━━━━━ EXERCISE INPUT

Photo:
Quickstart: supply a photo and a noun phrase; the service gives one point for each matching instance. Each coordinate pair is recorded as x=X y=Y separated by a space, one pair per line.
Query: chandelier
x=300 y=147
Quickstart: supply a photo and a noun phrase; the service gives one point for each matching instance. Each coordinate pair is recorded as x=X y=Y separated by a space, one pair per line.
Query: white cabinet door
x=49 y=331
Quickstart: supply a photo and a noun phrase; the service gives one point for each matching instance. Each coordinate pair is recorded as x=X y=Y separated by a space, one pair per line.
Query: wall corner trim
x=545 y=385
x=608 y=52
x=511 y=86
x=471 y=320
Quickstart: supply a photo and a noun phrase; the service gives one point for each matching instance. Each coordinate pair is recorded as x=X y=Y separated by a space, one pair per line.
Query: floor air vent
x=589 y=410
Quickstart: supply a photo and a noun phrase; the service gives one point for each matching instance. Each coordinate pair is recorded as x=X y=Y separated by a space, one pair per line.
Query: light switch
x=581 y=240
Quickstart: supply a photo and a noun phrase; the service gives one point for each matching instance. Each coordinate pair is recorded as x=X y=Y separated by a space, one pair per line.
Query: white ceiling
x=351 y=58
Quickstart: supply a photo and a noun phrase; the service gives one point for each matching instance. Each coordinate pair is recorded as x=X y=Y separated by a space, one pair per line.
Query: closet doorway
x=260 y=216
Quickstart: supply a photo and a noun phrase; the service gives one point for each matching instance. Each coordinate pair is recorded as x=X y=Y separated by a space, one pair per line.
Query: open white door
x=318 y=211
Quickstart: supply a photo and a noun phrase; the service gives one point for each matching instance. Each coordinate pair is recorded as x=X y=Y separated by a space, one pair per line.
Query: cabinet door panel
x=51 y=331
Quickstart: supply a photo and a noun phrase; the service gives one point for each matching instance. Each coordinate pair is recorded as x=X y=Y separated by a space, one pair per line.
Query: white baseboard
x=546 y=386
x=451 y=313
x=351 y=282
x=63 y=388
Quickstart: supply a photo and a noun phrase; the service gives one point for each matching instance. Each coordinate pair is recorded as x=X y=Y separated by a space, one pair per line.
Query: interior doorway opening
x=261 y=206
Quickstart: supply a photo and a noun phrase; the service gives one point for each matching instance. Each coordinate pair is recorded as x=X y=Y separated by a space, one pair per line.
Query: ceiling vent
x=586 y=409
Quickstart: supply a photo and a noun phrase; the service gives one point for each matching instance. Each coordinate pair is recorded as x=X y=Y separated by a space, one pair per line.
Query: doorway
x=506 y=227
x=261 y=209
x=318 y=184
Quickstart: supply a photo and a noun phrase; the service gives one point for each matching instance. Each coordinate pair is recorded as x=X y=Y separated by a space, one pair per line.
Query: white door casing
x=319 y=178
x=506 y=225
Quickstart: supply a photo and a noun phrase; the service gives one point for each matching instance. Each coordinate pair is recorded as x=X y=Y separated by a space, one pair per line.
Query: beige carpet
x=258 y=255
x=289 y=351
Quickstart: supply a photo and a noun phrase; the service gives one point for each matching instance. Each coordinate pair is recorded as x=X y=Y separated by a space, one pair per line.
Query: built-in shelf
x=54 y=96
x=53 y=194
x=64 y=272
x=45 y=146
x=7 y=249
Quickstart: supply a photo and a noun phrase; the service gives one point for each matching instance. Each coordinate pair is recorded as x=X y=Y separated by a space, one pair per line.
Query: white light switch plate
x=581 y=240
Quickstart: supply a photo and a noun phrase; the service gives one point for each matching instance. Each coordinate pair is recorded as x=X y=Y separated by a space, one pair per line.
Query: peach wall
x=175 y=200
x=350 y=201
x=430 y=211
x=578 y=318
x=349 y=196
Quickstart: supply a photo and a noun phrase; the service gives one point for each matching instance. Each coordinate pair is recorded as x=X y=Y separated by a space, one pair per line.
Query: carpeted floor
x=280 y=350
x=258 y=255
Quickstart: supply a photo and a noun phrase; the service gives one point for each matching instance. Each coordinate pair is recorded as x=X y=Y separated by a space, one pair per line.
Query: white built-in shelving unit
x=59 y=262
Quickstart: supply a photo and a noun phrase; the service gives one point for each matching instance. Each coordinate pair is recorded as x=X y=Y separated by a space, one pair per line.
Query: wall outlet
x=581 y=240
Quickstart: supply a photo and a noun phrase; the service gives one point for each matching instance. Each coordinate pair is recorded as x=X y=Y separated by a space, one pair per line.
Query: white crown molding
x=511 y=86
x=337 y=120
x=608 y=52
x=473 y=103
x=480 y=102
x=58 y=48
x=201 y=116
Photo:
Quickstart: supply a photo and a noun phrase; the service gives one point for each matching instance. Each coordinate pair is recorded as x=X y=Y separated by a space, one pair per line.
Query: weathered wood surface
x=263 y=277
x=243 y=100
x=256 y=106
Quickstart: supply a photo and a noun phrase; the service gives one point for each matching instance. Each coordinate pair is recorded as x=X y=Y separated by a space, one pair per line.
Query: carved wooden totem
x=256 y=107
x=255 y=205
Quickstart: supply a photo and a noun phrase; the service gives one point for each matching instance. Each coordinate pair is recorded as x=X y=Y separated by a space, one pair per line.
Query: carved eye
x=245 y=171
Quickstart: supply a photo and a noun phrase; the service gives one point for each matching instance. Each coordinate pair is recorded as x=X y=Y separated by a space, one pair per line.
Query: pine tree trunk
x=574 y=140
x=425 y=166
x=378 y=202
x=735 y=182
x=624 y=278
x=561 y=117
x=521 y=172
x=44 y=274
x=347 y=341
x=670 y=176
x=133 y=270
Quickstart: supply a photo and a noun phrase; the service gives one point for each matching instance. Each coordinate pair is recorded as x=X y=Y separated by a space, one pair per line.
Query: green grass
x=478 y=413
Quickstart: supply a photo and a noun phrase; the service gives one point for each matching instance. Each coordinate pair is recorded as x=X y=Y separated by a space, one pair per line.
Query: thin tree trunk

━━━━━━━━━━

_EXERCISE DESCRIPTION_. Type out the full listing again, exactly as given.

_CORRECT OUTPUT_.
Photo:
Quickstart: supply a photo and a noun phrase; the service gives one point for each matching instance. Each coordinate pair is recorded as x=X y=Y separated by a space, one pair per line.
Query: chandelier
x=300 y=147
Quickstart: supply a photo and a noun phrase; the service gives one point for each matching instance. Each coordinate pair is recorded as x=X y=Y separated by a space, one pair per line.
Query: white cabinet door
x=49 y=331
Quickstart: supply a photo and a noun phrase; the service gives one point for each matching instance. Each coordinate pair is recorded as x=X y=Y separated by a space, one pair per line.
Query: wall corner trim
x=545 y=385
x=608 y=52
x=511 y=86
x=471 y=320
Quickstart: supply a photo and a noun phrase; the service gives one point for each matching instance. Each coordinate pair is recorded as x=X y=Y separated by a space, one pair per line.
Query: floor air vent
x=589 y=410
Quickstart: supply a photo and a noun phrase; the service gives one point for each matching instance. Each coordinate pair is recorded as x=X y=Y separated by a space, one pair per line.
Query: light switch
x=581 y=240
Quickstart: supply a photo and a noun phrase; the service gives one point for each matching instance. Each coordinate pair is recorded as x=X y=Y separated by a space, one pair per line.
Query: white ceiling
x=351 y=58
Quickstart: supply a photo and a noun phrase; the service gives one point for each matching instance. Each coordinate pair is recorded as x=X y=Y separated by a space, one pair per line.
Query: closet doorway
x=260 y=216
Quickstart: supply a photo and a noun phrase; the service gives one point for each matching instance. Each coordinate pair is recorded as x=X y=Y separated by a space, one pair per line.
Query: open white door
x=318 y=211
Quickstart: supply a photo and a noun phrase; the service gives one point for each matching instance. Each coordinate pair is recorded as x=X y=Y separated by a space, one pair per line.
Query: cabinet door panel
x=51 y=331
Quickstart: supply a photo and a noun phrase; the service gives one point for each matching instance. Each coordinate pair is recorded as x=X y=Y separated by a space, one pair per line.
Query: white baseboard
x=546 y=386
x=451 y=313
x=351 y=282
x=63 y=388
Quickstart: supply a photo and a noun phrase; the service gives one point for each matching instance. Each coordinate pair is recorded as x=X y=Y separated by a space, one pair per line.
Query: interior doorway opening
x=261 y=206
Quickstart: supply a photo and a noun phrase; the service gives one point for each matching instance. Each coordinate pair is recorded as x=X y=Y separated by a space, one pair per line.
Query: ceiling vent
x=586 y=409
Quickstart: supply a photo and a noun phrase; the service gives one point for each matching instance. Each coordinate pair is recorded as x=X y=Y separated by a space, one pair per line.
Query: doorway
x=506 y=227
x=261 y=209
x=318 y=184
Quickstart: supply a photo and a noun phrase; the service gives one point for each matching instance. Each coordinate pair is recorded as x=X y=Y separated by a space, one pair per line.
Query: white door casing
x=319 y=178
x=506 y=225
Quickstart: supply a photo and a noun phrase; the service gives one point for each matching instance. Each coordinate pair is recorded as x=X y=Y separated by a space, one pair per line.
Query: beige carpet
x=258 y=255
x=289 y=351
Quickstart: supply a photo and a noun phrase; the service gives one point for each matching instance. Each coordinate pair is recorded as x=X y=Y separated by a space, one pair per line.
Query: built-in shelf
x=54 y=96
x=53 y=194
x=64 y=272
x=45 y=146
x=7 y=249
Quickstart: supply a photo and a noun phrase; the service gives one point for each matching instance. Each coordinate pair is recorded as x=X y=Y separated by a space, one pair per line.
Query: white light switch plate
x=581 y=240
Quickstart: supply a photo and a noun phrase; the service gives one point for each matching instance. Each coordinate pair is recorded as x=X y=Y separated by a space, one pair per line.
Query: peach wall
x=175 y=200
x=350 y=201
x=430 y=211
x=578 y=318
x=349 y=196
Quickstart: supply a photo and a noun phrase; the service gives one point for each matching instance. Each coordinate pair is recorded as x=X y=Y separated by a space, one pair per line.
Query: carpeted floor
x=280 y=350
x=258 y=255
Quickstart: supply a photo and a noun phrase; the service gives one point for each matching instance. Each coordinate pair is recorded as x=X y=Y separated by a space, one pair per line.
Query: white built-in shelving unit
x=59 y=262
Quickstart: supply a photo and a noun phrase; the service gives one point for each matching instance. Each coordinate pair is recorded as x=X y=Y separated by a space, one pair per line.
Query: wall outlet
x=581 y=240
Quickstart: supply a photo and a noun phrase; the service gives one point for each matching instance. Each coordinate pair is recorded as x=X y=Y separated by a space, one pair per line.
Query: white crown molding
x=511 y=86
x=337 y=120
x=608 y=52
x=473 y=103
x=480 y=102
x=58 y=48
x=201 y=116
Photo:
Quickstart: supply a photo and a noun phrase; the service gives one point for each matching instance. Each coordinate pair is recorded as x=X y=Y separated by a space, one pair per line.
Query: weathered wood surface
x=263 y=277
x=243 y=100
x=256 y=106
Quickstart: supply a photo and a noun phrase; the service gives one point for each matching instance. Each coordinate pair is recorded as x=X y=Y separated by a space, one pair per line.
Query: carved wooden totem
x=256 y=107
x=255 y=205
Quickstart: supply a photo and a noun phrase; the service gives one point for each matching instance. Each coordinate pair is recorded as x=X y=Y separated by a space, one pair per line.
Query: carved eye
x=245 y=171
Quickstart: supply a photo and a noun phrase; the service gives one point for each matching instance. Each coordinate pair is recorded as x=X y=Y separated by a space, one pair per line.
Query: pine tree trunk
x=574 y=140
x=425 y=166
x=378 y=202
x=735 y=182
x=624 y=278
x=561 y=117
x=521 y=172
x=44 y=274
x=347 y=341
x=670 y=176
x=133 y=270
Quickstart: supply a photo and a noun phrase; the service gives one point for each matching instance. Each coordinate pair is recorded as x=X y=Y separated by a space, one pair per line.
Query: green grass
x=478 y=413
Quickstart: supply a photo and a noun phrase; the service gives one point for each matching instance. Each coordinate pair is recorded as x=X y=Y separated by a space, one pair per line.
Query: thin tree trunk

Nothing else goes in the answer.